__ЧТО НУЖНО__: Перечислите всех людей, которые названы по имени в исходном тексте ниже. Каждого укажите один раз.

__ИСХОДНЫЙ ТЕКСТ__:
----
Никакого ответа на эти письма не последовало, и в конце концов фрау Чайковская попросила Клару Пойтерт походатайствовать за нее. Маловероятно, чтобы послание, которое тогда было отправлено Пойтерт, завоевало хоть чьи-то симпатии в Хеммельмарке, поскольку свое длинное и безграмотное письмо она начала заявлением, что у нее нет желания писать «от имени Анастасии». Все, в чем нуждается претендентка, утверждала Пойтерт, так это в том, чтобы ее «тетя Ирэна» предоставила ей «какой-нибудь маленький уголок», в котором она могла бы доживать свои последние дни, «перед тем как покинуть этот мир» {17}. Это уже слишком, решили в Хеммельмарке, и через две недели секретарь принца Генриха написал баронессе фон Клейст, которая со своей стороны пыталась ходатайствовать перед Ирэной от имени претендентки, следующее письмо: «Его королевское высочество попросил меня, чтобы я поставил вас в известность о том, что после имевшей место встречи с вашей протеже, он, а также его жена, пришли к непоколебимому убеждению, что последняя не может быть ни одной из царских дочерей и, конечно же, не является великой княжной Анастасией. Что касается его самого и его супруги принцессы Ирэны, принц Генрих считает этот вопрос решенным, и он настаивает на том, чтобы вы воздержались от дальнейшей переписки или просьб, направленных к нему лично или к принцессе» {18}.
----
__МАТЕРИАЛ__:
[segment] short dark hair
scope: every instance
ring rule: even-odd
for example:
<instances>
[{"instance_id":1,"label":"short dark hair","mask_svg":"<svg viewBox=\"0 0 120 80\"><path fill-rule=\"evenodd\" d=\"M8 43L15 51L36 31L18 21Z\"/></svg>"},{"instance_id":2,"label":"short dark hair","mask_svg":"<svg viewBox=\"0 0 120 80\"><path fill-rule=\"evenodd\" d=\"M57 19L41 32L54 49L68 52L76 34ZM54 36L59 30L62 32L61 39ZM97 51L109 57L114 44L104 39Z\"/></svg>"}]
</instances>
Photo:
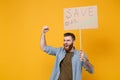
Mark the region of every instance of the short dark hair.
<instances>
[{"instance_id":1,"label":"short dark hair","mask_svg":"<svg viewBox=\"0 0 120 80\"><path fill-rule=\"evenodd\" d=\"M73 33L64 33L64 37L71 36L73 40L75 40L75 35Z\"/></svg>"}]
</instances>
----
__ОЖИДАЕМЫЙ ОТВЕТ__:
- фрау Чайковская
- Клара Пойтерт
- принцесса Ирэна
- принц Генрих
- баронесса фон Клейст
- великая княжна Анастасия